*** Opening of Records for this exercise ***

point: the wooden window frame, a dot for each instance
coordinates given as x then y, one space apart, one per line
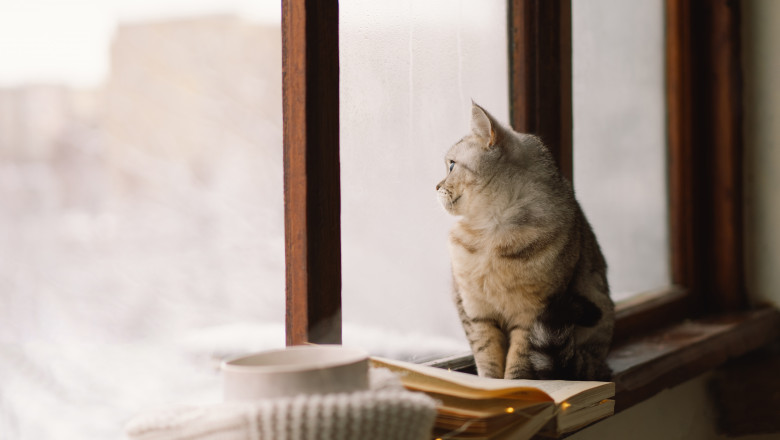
661 338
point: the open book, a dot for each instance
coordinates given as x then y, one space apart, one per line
473 407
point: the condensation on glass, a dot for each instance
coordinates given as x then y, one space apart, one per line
409 70
141 229
620 137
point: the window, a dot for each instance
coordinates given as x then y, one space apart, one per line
540 95
141 234
619 138
408 72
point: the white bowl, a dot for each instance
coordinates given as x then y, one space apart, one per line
314 369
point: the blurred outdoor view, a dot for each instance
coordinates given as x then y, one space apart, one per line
141 203
142 206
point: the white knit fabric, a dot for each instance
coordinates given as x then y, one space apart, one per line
385 411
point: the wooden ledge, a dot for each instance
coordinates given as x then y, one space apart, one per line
649 363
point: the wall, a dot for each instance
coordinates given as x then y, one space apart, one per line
761 64
685 412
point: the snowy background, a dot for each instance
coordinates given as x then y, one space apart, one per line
141 212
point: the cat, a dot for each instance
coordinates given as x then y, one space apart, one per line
530 281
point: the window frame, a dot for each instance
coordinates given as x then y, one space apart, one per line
704 154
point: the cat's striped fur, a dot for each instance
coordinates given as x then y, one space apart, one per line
530 279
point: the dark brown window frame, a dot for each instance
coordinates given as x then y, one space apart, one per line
654 348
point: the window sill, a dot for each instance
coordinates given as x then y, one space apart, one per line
649 363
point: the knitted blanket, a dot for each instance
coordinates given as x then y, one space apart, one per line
385 411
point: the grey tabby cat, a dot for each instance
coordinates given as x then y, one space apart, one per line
530 280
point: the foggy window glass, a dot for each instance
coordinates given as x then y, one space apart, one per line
408 70
141 228
620 137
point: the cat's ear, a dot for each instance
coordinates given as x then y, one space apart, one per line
483 125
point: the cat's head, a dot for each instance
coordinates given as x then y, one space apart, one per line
489 163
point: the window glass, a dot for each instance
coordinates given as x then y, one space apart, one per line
408 70
620 137
141 234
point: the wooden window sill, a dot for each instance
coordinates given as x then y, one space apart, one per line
649 363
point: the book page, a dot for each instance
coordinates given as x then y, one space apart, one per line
425 378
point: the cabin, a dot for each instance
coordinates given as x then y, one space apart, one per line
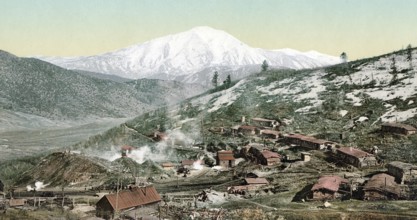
398 128
159 136
17 202
329 187
264 157
225 159
247 130
382 187
305 156
256 181
269 134
403 172
263 122
133 198
168 166
307 141
356 157
187 163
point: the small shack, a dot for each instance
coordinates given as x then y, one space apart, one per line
356 157
305 156
329 187
135 197
264 156
398 128
269 134
382 187
168 166
17 202
256 181
247 130
225 159
403 172
263 122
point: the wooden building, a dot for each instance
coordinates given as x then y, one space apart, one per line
17 202
308 141
225 159
263 122
168 166
398 128
382 187
329 187
247 130
256 181
305 156
403 172
133 198
356 157
264 156
270 134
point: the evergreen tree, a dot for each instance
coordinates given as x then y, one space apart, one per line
264 66
228 81
215 79
410 55
393 66
343 57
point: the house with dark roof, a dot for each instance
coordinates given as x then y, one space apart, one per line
356 157
329 187
225 159
403 172
256 181
132 198
247 130
383 187
398 128
267 133
263 122
264 157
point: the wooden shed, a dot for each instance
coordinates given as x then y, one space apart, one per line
133 198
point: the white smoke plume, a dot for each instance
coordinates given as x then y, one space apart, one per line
38 186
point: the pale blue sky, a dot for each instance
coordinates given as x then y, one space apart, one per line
362 28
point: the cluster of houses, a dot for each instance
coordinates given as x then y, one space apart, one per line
382 186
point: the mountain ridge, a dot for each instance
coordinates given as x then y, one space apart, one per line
180 55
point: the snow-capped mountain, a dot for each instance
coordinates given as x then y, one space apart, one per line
179 56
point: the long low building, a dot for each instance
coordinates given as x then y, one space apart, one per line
356 157
127 199
329 187
403 172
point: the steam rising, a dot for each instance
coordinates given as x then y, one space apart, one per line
38 186
162 151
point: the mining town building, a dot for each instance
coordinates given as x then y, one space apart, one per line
225 159
329 187
133 198
264 157
356 157
382 187
403 172
398 128
263 122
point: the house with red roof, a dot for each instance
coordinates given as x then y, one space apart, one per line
225 158
133 198
356 157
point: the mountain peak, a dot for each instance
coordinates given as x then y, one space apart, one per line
178 56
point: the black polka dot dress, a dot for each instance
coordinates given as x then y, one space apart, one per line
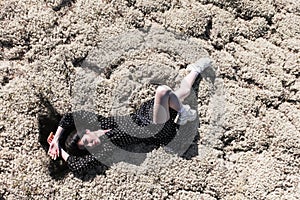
135 132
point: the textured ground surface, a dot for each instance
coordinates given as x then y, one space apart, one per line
249 145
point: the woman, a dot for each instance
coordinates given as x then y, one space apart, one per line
165 112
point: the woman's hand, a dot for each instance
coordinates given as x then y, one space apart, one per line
53 151
98 133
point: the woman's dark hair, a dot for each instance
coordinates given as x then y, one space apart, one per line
72 146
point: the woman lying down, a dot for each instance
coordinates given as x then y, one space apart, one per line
165 111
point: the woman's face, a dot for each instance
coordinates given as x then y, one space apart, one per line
88 140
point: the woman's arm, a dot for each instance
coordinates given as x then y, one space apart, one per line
54 149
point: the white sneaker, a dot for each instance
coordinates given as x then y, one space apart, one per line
200 65
186 115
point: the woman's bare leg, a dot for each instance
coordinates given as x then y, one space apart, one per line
165 97
186 85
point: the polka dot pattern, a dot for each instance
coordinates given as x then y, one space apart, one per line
127 132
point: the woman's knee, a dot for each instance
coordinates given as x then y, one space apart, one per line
163 90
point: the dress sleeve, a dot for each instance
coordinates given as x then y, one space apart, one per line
80 165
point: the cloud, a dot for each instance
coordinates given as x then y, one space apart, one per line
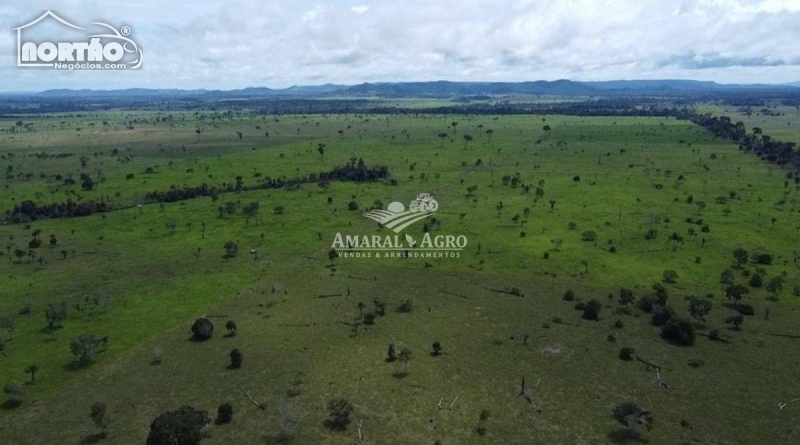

*** Close of Records for this exercise ***

Repeat the data exactly, dropping every picture it holds.

== Exercise answer ==
point: the wooden window frame, a dot for each instance
coordinates given as x then y, one space apart, one per line
661 338
point: the open book, a dot for each instance
coordinates given as x then y, one space apart, one per line
473 407
point: the condensation on glass, a dot for each instance
coordinates given as x then y, one space apart, one per line
409 70
141 229
620 137
point: the window, a dot for each instance
coordinates given as x then y, one space apart, one per line
540 95
141 234
619 138
408 72
point: the white bowl, a dot for each instance
coordinates given as x then y, one space apart, one per line
314 369
point: the blurred outdoor view, a dot for each instance
coordinates given as x then y, one space apart, one per line
141 203
142 206
point: the white knit fabric, a dot for each instance
coordinates given as x then y, one space apart, one per line
385 411
point: the wooden ledge, a dot for each instance
coordinates given as x then y, one space apart, one per line
649 363
point: the wall, a dot for each instance
coordinates given as x then y, one space apart, one per line
761 64
685 412
point: the snowy background, a dot for each instance
coordinates given as x then y, one space apart, one per line
141 212
point: the cat, a dot for each instance
coordinates given as x then y, one space apart, one per line
530 281
point: the window frame, a dot for each instance
coordinates given as x then y, one space apart, one per line
704 154
point: the cat's striped fur, a dot for each instance
coordinates given as x then y, one space apart, one per line
530 279
point: the dark brown window frame, a dot for each instance
coordinates given as x then y, one space apart, one per line
654 348
point: the window sill, a dot for each instance
coordinates given as x then y, one space apart, one per line
649 363
point: the knitted blanket, a dot for each instance
coordinates given as x then y, one space apart, one per line
385 411
point: the grey tabby cat, a dot for each instance
coordinates given as x then y, one space apart, one per line
530 280
point: the foggy window glass, a dot for each instance
coordinates given as x then y, one space apart, one per line
408 70
141 228
620 137
point: the cat's ear, a dot for each instance
coordinates given as x then y, one space apart, one per line
483 125
point: the cat's head, a dot for each instance
coordinates given as x then y, one space apart, one per line
489 163
point: the window glass, a dot for each instance
coordinates given as x then y, one space apart, one per line
408 70
620 137
141 234
point: the wooden window sill, a dot for each instance
coordinates given as x then y, one space apart, one per line
649 363
point: the book page, a dot for each instance
coordinates given as x then y, one space apart, one per line
425 378
point: the cabin, a dot for each instance
coordinates given as x then y, one space apart, one per line
398 128
159 136
17 202
329 187
264 157
225 159
247 130
382 187
305 156
256 181
269 134
403 172
263 122
133 198
168 166
307 141
356 157
187 163
point: the small shack, a dot for each instance
coordinates given as x then y, one space apart, one per line
356 157
305 156
329 187
135 197
264 156
398 128
269 134
382 187
168 166
17 202
256 181
247 130
225 159
403 172
263 122
point: the wooden building, a dot for each instance
coordinates given as x then y, one space apart, one per line
17 202
308 141
225 159
263 122
168 166
398 128
382 187
329 187
247 130
256 181
305 156
403 172
133 198
356 157
264 156
270 134
point: the evergreen tree, a dot for each instance
coordinates given as x then y, one space apart, one per line
264 66
228 81
215 79
410 55
393 66
343 57
point: the house with dark roof, a dot for each instance
coordinates given as x then y, one space apart, one per line
356 157
329 187
225 159
403 172
256 181
132 198
247 130
383 187
398 128
267 133
263 122
264 157
point: the wooden shed, a dot for each instance
coordinates given as x then y, one space apart, one per line
133 198
point: the white smoke plume, a dot for each instance
coordinates given as x then y, one space apart, one per line
38 186
point: the pale blue sky, a dot for each instance
coordinates given as x then y, one space apart, one per line
362 28
point: the cluster of houses, a dot for each instance
coordinates given as x then y, one space apart, one per line
382 186
point: the mountain ridge, a dot for each instance
coordinates given as x then y, one space apart, one per line
180 55
point: the snow-capped mountain, a dot for each instance
coordinates given as x then y, one space apart, one per line
179 56
point: the long low building, a dot for each instance
coordinates given as x then y, one space apart, one per line
356 157
127 199
329 187
403 172
point: the steam rising, a dot for each instance
coordinates given as x then y, one space apart, one per line
38 186
162 151
point: the mining town building, a dot for each instance
coordinates given as x then y, one space apart, one per line
225 159
329 187
133 198
264 157
356 157
382 187
403 172
398 128
263 122
point: the house with red roof, a dot for each instance
coordinates given as x then y, one space apart, one per line
225 158
133 198
356 157
point: the mountain peak, a dot for each instance
coordinates given as x then y, one space apart, one per line
178 56
point: the black polka dot dress, a dot for each instance
coordinates given as x then y, one space apart, one per line
135 132
point: the textured ground surface, a dot for each instance
coordinates given as x then y, one space apart, one per line
249 145
point: the woman, a dot for each instance
coordinates given as x then y, one space apart, one per line
165 112
point: the woman's hand, a dot for each instance
coordinates given as x then y, one space apart, one per line
53 151
98 133
point: the woman's dark hair, a dot for each instance
coordinates given as x then y, one space apart, one per line
72 146
point: the woman lying down, a dot for each instance
coordinates given as x then y, one space apart, one per line
165 111
point: the woman's face, a dot for each instance
coordinates given as x then y, one space apart, one per line
88 140
point: the woman's arm, a dot for each instance
coordinates given as x then y, one space apart, one per line
54 149
point: the white sneaker, a dot for each instance
coordinates given as x then y, one space apart, one per line
200 65
186 115
point: the woman's bare leg, a dot for each instance
coordinates given as x then y, one space apart, one per line
165 97
186 85
point: the polka dot pattern, a dot for each instance
coordinates given as x then y, one space apart, one per line
127 132
point: the woman's knee, a dot for each instance
coordinates given as x then y, one space apart, one per line
163 90
point: the dress sleeve, a dot for each instance
coordinates given as x then y, one space apart, one per line
80 165
point: the cloud, a dot for each instance
coordinates given as x then y, one space apart, one per line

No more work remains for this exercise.